(Excerpt provided)
########################################

The Primary Producers Bank of Australia, Limited, operated from 1923 to 1931. It particularly targeted the rural communities in Australia, providing rural credits to farmers, graziers and other primary producers. Its structure was based on European co-operative banks that serviced rural communities and was probably inspired, to some extent, by a revival of this type of banking in the United States of America in the early twentieth century. Co-operative banks took deposits from farmers and then provided credit to them. This provision of rural or land credits exclusively to farmers was the aim of the Primary Producers’ Bank.
Initially, a company titled “Land Credits, Limited” was created by Ivo W. Kerr, Harry Roach and others in early 1922. The company was established with a nominal capital of 10,000 £6 shares. The company proposed to commence a banking business offering two per cent interest on current accounts, at a time when none of the established banks were paying interest on current accounts. Money was to be loaned to its shareholders on advantageous terms, in the manner of the co-operative banks of Europe and the United States of America. Harry Roach was elected the first secretary of the company and “organisers” were sent throughout the country to promote the aims of the company. Local primary producers were appointed as directors to local boards and shares of £5 were sold at a premium of £1—although only £1 of the shares was paid up. Within six months the nominal capital had risen to £750,000.
It was to later transpire the founders of Land Credits, Limited, commenced working for their own interests. In July 1922 Harry Roach established General Underwriters Limited, which was to have a nominal capital of £10,000 but the registration of the company, in New South Wales, showed the paid-up capital of the company was £35. This company’s single objective was to take over the brokerage business of John Henry Saunders and Samuel Hood Hammond who had been selling shares in Land Credits, Limited, through their brokerage business. Saunders and Hammond received over £9,900 worth of shares in General Underwriters for the acquisition of their concern. The agreement with Hammond and Saunders, and then with General Underwriters, was Land Credits Limited would pay them 8 shillings and 6 pence commission and expenses for every share they sold in Land Credits. Thus, as Land Credits grew, the commissions became profitable. The dubious aspect of this arrangement was that Roach was secretary to General Underwriters and secretary to Land Credits, while Saunders was a director of General Underwriters and organising secretary of Land Credits.
On 11 December 1922, the directors of Land Credits decided to change the company's name, and at a special meeting of shareholders on 28 December 1922 the alteration to Primary Producers' Bank of Australia, Limited, was approved. However, when they approached the Registrar-General of New South Wales to change the name, permission was refused. The decision was upheld by the Department of Justice. Subsequently, an application was made in Queensland to register the company as Primary Producers' Bank of Australia, Limited, with a nominal capital of £2,000, even though the capital and premiums subscribed to Land Credits Limited was in the region of £200,000. The new company then registered in New South Wales as a foreign company. The strange situation now occurred whereby the directors were operating two companies, one registered in Queensland as the Primary Producers’ Bank, Limited, and one in New South Wales as Land Credits, Limited.

########################################

(Activity 1) Format the records, from their start through the line containing "negative clicks: (337, 317)", as a numbered list, omitting any blank lines and leaving out the pictures.

(Saved data entries)
########################################

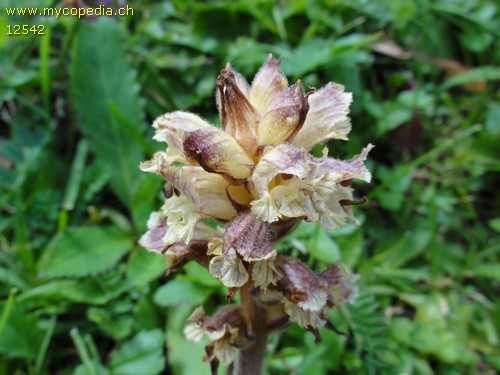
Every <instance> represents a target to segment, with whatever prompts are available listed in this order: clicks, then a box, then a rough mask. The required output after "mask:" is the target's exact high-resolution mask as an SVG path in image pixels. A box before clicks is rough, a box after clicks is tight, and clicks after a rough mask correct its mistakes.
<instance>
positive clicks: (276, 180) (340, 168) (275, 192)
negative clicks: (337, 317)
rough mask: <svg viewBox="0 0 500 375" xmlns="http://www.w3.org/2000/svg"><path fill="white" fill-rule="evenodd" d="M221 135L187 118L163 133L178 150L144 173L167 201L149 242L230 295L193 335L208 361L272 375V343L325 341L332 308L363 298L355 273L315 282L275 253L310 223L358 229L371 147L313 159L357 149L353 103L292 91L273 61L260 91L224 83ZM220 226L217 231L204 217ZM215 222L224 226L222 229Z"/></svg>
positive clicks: (348, 93)
mask: <svg viewBox="0 0 500 375" xmlns="http://www.w3.org/2000/svg"><path fill="white" fill-rule="evenodd" d="M216 101H217V107H218V110H219V114H220V117H221V128H218V127H216V126H213V125H211V124H209V123H207V122H206V121H205V120H203V119H202V118H200V117H199V116H197V115H195V114H192V113H188V112H181V111H177V112H172V113H167V114H165V115H163V116H160V117H159V118H157V119H156V120H155V122H154V123H153V127H154V128H155V129H156V134H155V136H154V139H155V140H157V141H160V142H165V143H167V145H168V146H167V148H166V151H165V152H158V153H156V154H155V155H154V156H153V158H152V159H151V160H149V161H146V162H143V163H142V164H141V166H140V167H141V169H142V170H143V171H145V172H151V173H156V174H159V175H160V176H161V177H163V179H164V180H165V184H164V188H163V189H164V193H165V197H166V200H165V203H164V204H163V206H162V207H161V209H160V210H159V211H157V212H153V213H152V214H151V216H150V219H149V221H148V231H147V232H146V233H145V234H144V235H143V236H142V238H141V240H140V243H141V245H142V246H144V247H145V248H147V249H149V250H151V251H155V252H158V253H162V254H164V255H165V257H166V258H167V261H168V264H169V266H170V268H171V269H178V268H180V267H181V266H182V265H184V264H185V263H186V262H188V261H191V260H194V261H196V262H198V263H199V264H201V265H202V266H204V267H206V268H207V269H208V271H209V272H210V274H211V275H213V277H216V278H217V279H219V280H220V282H221V283H223V284H224V285H225V286H226V287H227V288H228V295H227V298H228V300H229V301H231V300H232V297H233V296H234V295H235V294H236V293H239V294H240V295H239V301H240V303H239V304H234V303H228V304H227V305H226V306H222V307H221V308H220V309H219V310H218V311H217V312H216V313H215V314H214V315H213V316H206V315H205V312H204V310H203V307H199V308H197V309H196V310H195V311H194V312H193V313H192V315H191V316H190V317H189V318H188V321H187V323H186V326H185V328H184V333H185V335H186V338H187V339H188V340H192V341H195V342H198V341H200V340H201V339H202V337H203V336H206V337H208V340H209V341H210V344H209V345H208V346H207V347H206V352H207V356H206V358H205V359H206V360H209V361H211V362H212V371H213V372H214V373H215V372H216V371H217V366H218V364H219V362H221V361H222V362H224V363H226V364H229V373H231V374H238V375H240V374H252V375H256V374H261V373H262V372H263V359H264V355H265V350H266V343H267V338H268V335H269V334H270V333H272V332H274V331H276V330H279V329H283V328H284V327H286V326H287V325H288V324H293V323H296V324H298V325H300V326H301V327H303V328H305V329H307V330H309V331H311V332H312V333H313V334H314V335H315V336H316V338H317V340H319V339H320V336H319V331H318V327H320V326H326V327H330V328H333V327H334V326H333V325H332V324H331V323H330V322H329V321H328V320H327V311H328V309H329V308H336V307H338V306H339V305H341V304H343V303H345V302H347V301H352V300H353V299H354V298H355V296H356V292H357V289H356V286H354V282H355V279H356V278H355V275H351V274H349V273H348V272H347V271H346V270H345V269H344V268H343V266H342V265H340V264H333V265H330V266H329V267H328V268H326V269H325V270H323V271H322V272H320V273H316V272H313V271H312V270H311V269H309V267H308V266H307V265H306V264H305V263H304V262H302V261H301V260H299V259H295V258H292V257H290V256H287V255H285V254H279V253H278V252H277V250H276V248H275V246H274V244H275V243H276V242H278V241H280V240H281V239H283V238H284V237H285V236H286V235H288V234H289V233H290V232H291V231H293V230H294V228H295V227H296V226H297V224H298V223H299V222H300V221H301V220H305V221H307V222H319V223H320V224H321V225H322V226H323V227H325V228H327V229H336V228H339V227H341V226H342V225H344V224H345V223H346V222H351V223H356V219H355V218H354V216H353V213H352V206H353V205H355V204H357V203H360V202H362V201H356V200H354V199H353V189H352V187H351V183H352V180H353V179H360V180H364V181H366V182H369V181H370V179H371V175H370V172H369V171H368V170H367V168H366V167H365V166H364V160H365V159H366V157H367V154H368V152H369V151H370V149H371V148H372V147H373V146H372V145H368V146H367V147H365V148H364V149H363V150H362V151H361V153H360V154H359V155H357V156H355V157H354V158H352V159H351V160H348V161H343V160H337V159H333V158H330V157H328V150H327V149H326V147H325V149H324V150H323V156H322V157H319V158H318V157H314V156H312V155H311V154H309V151H310V150H311V148H312V147H313V146H315V145H317V144H318V143H321V142H325V141H328V140H332V139H341V140H347V134H348V133H349V131H350V130H351V123H350V120H349V117H348V113H349V105H350V103H351V101H352V95H351V94H350V93H346V92H344V88H343V86H341V85H338V84H335V83H328V84H327V85H326V86H325V87H323V88H321V89H319V90H316V89H312V90H311V91H309V92H304V89H303V88H302V85H301V82H300V81H298V82H296V83H295V84H293V85H291V86H289V85H288V80H287V78H286V77H285V76H284V75H283V73H282V71H281V69H280V61H279V60H275V59H274V58H273V57H272V56H270V57H269V58H268V60H267V61H266V62H265V63H264V65H263V66H262V67H261V68H260V70H259V71H258V73H257V74H256V76H255V78H254V79H253V82H252V84H251V85H249V84H248V83H247V81H246V80H245V78H244V77H243V76H241V75H240V74H239V73H238V72H236V71H235V70H234V69H233V68H232V67H231V66H230V65H229V64H228V65H227V66H226V68H225V69H224V70H222V72H221V73H220V75H219V77H218V78H217V89H216ZM207 218H210V219H215V220H216V221H218V222H219V223H220V226H218V227H213V226H209V225H208V224H207V223H205V222H204V219H207ZM212 222H213V220H212Z"/></svg>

########################################

(Activity 2) Resume the account of the Primary Producers Bank of Australia from the point where it stops.

(Exercise response 1)
1. Every <instance> represents a target to segment, with whatever prompts are available listed in this order: clicks, then a box, then a rough mask. The required output after "mask:" is the target's exact high-resolution mask as an SVG path in image pixels. A box before clicks is rough, a box after clicks is tight, and clicks after a rough mask correct its mistakes.
2. <instance>
3. positive clicks: (276, 180) (340, 168) (275, 192)
4. negative clicks: (337, 317)

(Exercise response 2)
In early 1923 advertisements appeared in country newspapers throughout Australia, initially in the eastern states, promoting Land Credits, Limited, which was advised would soon become the Primary Producers’ Bank of Australia, Limited. The institution was promoted as “A much-needed Mutual Banking and Financial Association for the Country Districts” and “Conceived in the Country for the benefit of Country Districts.” The initial directors of the company were Roy Hadley Edols, Harry Milton Carter, Bertram Valentine Bowler, William Johnson, John Fisher and John Wallace Shannon. The state director for South Australia was W.G. Mills, MLC, with Thomas Murray Hall and Fergus McMaster state directors in Queensland, and for Victoria the state director was Sir John W. Taverner.
Promotional material appeared in newspapers of the rural districts, such as:
The great aim is to make the institution the financial buttress of the primary producers, owned and controlled by the primary producers themselves. Though each branch will be an integral part of the general organisation, the capital to start the branch will be subscribed in the district in which the branch is to operate, and the shareholders of the branch elect their local directors who know the farmers, their lands, and needs, and the district, and its possibilities to work with the local manager in an advisory capacity. Such a bank will not only support and advance the primary industries; it will retain the free capital of a district to be available for local general development.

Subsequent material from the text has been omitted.